=== RAW RECORDS ===

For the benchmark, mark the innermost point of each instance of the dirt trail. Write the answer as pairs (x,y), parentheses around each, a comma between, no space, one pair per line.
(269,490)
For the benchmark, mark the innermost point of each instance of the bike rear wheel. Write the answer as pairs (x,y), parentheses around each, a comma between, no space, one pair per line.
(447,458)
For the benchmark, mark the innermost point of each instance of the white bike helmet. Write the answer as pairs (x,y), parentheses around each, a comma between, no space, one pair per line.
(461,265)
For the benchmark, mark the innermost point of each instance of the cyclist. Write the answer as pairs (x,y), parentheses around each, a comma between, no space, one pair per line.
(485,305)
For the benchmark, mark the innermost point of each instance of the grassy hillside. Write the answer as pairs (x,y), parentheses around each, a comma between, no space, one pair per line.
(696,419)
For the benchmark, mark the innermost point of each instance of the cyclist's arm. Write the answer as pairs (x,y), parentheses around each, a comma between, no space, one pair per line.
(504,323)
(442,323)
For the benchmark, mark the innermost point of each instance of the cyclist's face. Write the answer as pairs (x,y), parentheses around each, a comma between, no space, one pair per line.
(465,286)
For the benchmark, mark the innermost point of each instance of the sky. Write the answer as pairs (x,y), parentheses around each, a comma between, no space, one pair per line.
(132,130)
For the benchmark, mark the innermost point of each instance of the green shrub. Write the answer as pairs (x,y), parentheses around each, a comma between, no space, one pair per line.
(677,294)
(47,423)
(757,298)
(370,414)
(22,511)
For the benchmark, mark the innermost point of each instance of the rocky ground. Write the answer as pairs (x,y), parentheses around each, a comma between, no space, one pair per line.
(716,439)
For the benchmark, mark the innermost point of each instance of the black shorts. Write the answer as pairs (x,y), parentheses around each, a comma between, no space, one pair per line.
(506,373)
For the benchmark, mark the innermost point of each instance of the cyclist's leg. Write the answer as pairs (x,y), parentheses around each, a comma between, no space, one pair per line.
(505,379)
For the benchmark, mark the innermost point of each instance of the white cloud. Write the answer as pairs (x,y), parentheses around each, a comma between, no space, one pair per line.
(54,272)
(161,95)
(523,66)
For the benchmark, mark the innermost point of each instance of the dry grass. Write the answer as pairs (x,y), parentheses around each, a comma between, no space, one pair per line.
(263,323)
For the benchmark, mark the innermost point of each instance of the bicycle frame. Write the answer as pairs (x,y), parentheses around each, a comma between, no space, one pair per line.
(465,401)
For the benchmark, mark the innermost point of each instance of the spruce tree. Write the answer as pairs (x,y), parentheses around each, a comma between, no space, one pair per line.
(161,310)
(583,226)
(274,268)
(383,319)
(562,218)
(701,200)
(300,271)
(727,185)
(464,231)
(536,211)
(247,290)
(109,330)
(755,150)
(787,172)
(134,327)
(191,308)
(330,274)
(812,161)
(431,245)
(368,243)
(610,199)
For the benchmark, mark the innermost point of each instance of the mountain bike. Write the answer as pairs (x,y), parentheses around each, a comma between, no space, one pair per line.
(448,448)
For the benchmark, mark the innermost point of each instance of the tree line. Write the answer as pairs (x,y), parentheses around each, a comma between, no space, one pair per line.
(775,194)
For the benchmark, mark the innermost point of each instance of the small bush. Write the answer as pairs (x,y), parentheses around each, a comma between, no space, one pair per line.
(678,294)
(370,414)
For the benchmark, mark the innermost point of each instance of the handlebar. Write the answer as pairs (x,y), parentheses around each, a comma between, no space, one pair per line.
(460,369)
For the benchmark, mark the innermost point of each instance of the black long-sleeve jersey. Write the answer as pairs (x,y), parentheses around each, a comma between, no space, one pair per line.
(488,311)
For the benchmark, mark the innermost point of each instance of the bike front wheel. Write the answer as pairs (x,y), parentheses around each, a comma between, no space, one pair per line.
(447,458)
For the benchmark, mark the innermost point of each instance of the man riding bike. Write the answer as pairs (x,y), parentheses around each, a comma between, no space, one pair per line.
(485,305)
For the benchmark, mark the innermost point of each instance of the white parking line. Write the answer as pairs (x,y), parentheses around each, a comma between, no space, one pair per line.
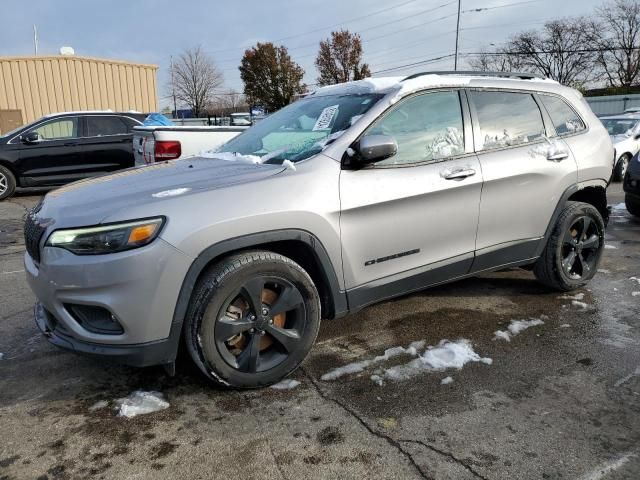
(14,271)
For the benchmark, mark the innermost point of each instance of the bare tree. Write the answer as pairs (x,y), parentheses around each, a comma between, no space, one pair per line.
(194,79)
(339,59)
(616,39)
(561,50)
(270,76)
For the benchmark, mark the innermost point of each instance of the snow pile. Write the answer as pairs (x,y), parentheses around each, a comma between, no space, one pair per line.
(577,296)
(99,405)
(516,327)
(360,366)
(232,157)
(444,356)
(582,305)
(286,384)
(140,403)
(170,193)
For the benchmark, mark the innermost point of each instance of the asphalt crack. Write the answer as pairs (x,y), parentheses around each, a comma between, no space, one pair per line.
(391,441)
(449,455)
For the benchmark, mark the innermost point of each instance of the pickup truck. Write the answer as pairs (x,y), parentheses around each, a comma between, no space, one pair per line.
(159,143)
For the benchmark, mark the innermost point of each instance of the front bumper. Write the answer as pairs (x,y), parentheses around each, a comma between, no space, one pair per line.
(631,182)
(142,355)
(137,287)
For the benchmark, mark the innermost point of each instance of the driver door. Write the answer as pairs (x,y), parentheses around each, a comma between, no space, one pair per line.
(411,220)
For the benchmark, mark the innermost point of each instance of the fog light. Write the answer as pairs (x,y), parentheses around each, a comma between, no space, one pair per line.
(95,319)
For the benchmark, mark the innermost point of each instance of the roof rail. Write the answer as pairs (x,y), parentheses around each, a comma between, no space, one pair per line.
(521,76)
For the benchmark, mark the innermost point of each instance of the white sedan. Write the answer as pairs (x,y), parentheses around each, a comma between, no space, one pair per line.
(624,130)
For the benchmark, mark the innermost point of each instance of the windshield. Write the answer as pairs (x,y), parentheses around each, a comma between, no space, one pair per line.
(619,126)
(301,129)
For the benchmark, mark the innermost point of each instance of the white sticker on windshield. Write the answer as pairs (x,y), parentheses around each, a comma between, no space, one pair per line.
(326,118)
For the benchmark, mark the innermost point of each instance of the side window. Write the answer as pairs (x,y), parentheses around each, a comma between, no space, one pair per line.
(101,126)
(60,129)
(506,119)
(564,119)
(427,127)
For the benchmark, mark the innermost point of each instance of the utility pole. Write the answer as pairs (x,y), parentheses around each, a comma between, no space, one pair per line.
(173,89)
(455,65)
(35,40)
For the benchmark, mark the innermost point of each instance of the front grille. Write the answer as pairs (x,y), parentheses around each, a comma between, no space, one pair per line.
(32,235)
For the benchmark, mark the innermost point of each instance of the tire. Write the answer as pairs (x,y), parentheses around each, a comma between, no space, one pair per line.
(571,257)
(7,183)
(621,167)
(231,334)
(633,205)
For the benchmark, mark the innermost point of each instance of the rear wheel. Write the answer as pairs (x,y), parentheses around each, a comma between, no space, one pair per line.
(7,183)
(253,320)
(574,249)
(633,205)
(621,168)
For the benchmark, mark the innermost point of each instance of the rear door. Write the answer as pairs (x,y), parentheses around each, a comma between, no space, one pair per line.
(525,174)
(405,217)
(57,157)
(107,144)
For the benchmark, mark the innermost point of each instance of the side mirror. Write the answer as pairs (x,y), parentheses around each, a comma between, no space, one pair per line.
(372,149)
(31,137)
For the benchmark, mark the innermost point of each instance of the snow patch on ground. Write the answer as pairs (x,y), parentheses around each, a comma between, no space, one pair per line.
(285,384)
(577,296)
(141,403)
(516,327)
(357,367)
(444,356)
(99,405)
(582,305)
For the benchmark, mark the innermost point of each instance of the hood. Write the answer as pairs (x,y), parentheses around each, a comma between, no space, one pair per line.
(89,202)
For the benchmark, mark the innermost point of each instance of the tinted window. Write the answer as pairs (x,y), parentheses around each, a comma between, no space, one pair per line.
(427,127)
(58,129)
(564,119)
(101,126)
(507,119)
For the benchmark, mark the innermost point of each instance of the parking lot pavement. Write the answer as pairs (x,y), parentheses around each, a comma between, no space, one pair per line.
(559,400)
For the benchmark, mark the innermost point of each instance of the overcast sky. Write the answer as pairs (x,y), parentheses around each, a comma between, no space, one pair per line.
(149,31)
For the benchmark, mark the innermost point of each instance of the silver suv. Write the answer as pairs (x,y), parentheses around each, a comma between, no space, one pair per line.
(355,194)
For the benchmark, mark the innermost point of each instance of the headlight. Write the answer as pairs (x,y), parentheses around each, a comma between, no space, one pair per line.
(116,237)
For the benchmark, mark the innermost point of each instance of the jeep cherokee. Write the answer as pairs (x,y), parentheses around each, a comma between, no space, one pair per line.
(357,193)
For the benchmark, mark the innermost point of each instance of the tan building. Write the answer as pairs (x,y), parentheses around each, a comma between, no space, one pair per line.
(31,87)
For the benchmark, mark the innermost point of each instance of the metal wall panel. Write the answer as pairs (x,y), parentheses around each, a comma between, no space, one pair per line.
(41,85)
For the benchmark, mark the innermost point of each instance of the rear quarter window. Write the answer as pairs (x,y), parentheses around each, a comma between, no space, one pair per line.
(506,119)
(565,120)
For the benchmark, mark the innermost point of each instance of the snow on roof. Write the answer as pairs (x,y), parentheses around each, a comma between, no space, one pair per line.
(405,87)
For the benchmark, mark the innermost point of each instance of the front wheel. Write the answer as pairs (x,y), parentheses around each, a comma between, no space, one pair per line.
(7,183)
(253,319)
(621,168)
(572,254)
(633,205)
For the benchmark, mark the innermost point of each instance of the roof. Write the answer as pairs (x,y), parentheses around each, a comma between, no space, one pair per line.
(76,58)
(405,85)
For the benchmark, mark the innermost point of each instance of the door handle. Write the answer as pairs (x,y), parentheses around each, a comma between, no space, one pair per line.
(557,156)
(458,174)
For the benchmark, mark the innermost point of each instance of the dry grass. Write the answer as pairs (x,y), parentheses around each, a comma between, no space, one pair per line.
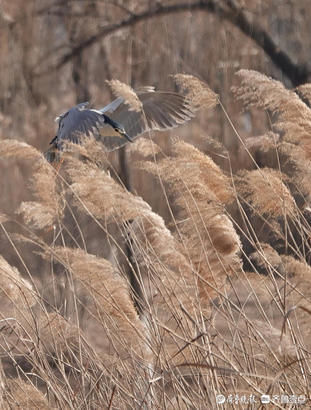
(170,318)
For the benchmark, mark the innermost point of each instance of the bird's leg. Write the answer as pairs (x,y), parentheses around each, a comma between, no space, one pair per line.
(117,127)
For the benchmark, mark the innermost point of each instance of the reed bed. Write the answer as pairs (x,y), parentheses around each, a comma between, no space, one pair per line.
(214,302)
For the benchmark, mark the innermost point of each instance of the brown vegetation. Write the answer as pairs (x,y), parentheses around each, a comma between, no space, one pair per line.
(178,268)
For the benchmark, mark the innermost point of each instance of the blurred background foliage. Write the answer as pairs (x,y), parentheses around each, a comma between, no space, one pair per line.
(55,54)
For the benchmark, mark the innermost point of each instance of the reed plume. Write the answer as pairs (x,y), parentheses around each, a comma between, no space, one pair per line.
(198,92)
(48,207)
(199,190)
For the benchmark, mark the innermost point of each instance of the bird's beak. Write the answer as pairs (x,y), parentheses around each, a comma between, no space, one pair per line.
(122,132)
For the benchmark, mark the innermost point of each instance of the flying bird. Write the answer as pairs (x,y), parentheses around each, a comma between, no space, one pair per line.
(119,122)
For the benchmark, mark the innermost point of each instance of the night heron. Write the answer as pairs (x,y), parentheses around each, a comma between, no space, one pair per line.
(117,123)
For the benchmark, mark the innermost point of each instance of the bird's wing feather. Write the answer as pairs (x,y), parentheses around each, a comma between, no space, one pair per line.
(79,122)
(161,110)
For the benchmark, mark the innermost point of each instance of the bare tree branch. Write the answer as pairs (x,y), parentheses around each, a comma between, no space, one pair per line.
(296,73)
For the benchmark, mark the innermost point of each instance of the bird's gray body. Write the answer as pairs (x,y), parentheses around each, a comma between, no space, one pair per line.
(117,122)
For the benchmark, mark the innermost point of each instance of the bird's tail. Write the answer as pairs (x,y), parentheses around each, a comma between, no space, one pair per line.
(117,127)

===

• WHAT IS BEING ASKED: Put the data from the part that opens with the line containing "the bird's gray" and closes at the end of the data into a two-column CSV with the headers text and answer. Give one row per entry, wrap each field in double quotes, and replace any line breaks inside a field with spaces.

• TASK SOLUTION:
text,answer
"For the benchmark, mark the innermost point of each instance of the bird's gray body. Write the answer as pairs (x,y), parentheses around each, a comma between, no space, one pair per line.","(117,122)"
"For the benchmark, mark the innermost point of each instance of the bird's tail. Write the answer as pairs (x,y), parentheses around each, a comma between, no space, one pair per line.","(117,127)"